Goal:
Transcribe, exactly as they appear, only the lines from the one holding "Expected: for each instance of the daiwa" through the end of the entries below.

Dataset extract:
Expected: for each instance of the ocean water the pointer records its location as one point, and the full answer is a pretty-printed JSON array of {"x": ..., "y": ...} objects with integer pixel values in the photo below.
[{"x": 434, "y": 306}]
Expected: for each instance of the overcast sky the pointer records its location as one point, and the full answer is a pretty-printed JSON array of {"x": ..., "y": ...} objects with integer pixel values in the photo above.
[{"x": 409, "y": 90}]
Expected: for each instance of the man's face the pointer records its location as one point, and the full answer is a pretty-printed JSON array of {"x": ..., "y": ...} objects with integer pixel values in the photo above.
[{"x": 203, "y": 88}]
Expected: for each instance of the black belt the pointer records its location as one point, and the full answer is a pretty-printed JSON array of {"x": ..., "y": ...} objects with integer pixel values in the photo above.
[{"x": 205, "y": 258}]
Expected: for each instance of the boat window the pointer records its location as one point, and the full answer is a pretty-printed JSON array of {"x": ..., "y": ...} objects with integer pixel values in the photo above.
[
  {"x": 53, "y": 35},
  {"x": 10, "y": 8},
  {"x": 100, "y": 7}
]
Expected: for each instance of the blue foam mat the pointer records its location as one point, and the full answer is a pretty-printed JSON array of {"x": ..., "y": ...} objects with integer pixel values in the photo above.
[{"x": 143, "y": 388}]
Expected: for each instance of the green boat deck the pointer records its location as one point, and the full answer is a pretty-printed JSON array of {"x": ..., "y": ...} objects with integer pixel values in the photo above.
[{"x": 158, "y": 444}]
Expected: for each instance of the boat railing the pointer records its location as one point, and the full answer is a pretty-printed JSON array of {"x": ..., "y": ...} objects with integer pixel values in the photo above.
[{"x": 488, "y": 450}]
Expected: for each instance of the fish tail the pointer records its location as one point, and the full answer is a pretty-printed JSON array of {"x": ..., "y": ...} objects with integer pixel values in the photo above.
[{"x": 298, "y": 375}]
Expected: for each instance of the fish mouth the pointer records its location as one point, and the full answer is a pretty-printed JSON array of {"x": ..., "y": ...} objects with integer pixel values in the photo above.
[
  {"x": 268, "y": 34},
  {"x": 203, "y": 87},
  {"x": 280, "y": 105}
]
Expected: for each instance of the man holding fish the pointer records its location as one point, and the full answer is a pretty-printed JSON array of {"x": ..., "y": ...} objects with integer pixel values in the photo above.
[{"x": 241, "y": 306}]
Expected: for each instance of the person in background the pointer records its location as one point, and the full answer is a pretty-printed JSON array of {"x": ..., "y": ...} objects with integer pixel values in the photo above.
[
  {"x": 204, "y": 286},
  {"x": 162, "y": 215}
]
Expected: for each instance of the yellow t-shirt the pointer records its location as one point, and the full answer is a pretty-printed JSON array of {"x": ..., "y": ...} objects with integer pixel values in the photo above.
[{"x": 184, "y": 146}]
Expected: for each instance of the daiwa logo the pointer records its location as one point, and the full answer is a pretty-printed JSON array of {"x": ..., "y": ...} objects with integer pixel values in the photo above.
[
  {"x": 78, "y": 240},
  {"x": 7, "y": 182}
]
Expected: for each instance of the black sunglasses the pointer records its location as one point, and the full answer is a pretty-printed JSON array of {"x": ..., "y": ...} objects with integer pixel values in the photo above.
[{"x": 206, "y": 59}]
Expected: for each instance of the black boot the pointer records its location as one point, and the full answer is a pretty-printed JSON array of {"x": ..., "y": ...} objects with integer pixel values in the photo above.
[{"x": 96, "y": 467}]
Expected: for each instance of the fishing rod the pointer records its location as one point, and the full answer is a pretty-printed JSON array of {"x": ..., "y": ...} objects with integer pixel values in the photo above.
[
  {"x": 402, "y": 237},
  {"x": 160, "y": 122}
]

Output of the task:
Expected: for each instance of the daiwa logo the pointer records its location as one point, and the full answer is a pretty-printed JSON array of {"x": ..., "y": ...} objects with integer pixel values in the photo above.
[
  {"x": 78, "y": 240},
  {"x": 7, "y": 182}
]
Expected: for each instance of the black sunglasses the pointer records its location as one point, and the full answer is a pretty-printed JSON array of {"x": ..., "y": ...} objects with integer pixel values in the photo above.
[{"x": 206, "y": 59}]
Expected: for each instance of the black boot the pointer records its location as one point, and the full answer is a pretty-printed JSON array of {"x": ..., "y": ...} objects with integer pixel values in the photo above.
[{"x": 96, "y": 467}]
Expected: for each instance of the fishing rod the pointer records its location as one point, and the full answer is a pretty-printed JSON array of {"x": ..., "y": ...} objects with integer pixel values in the photo above.
[
  {"x": 402, "y": 237},
  {"x": 160, "y": 122}
]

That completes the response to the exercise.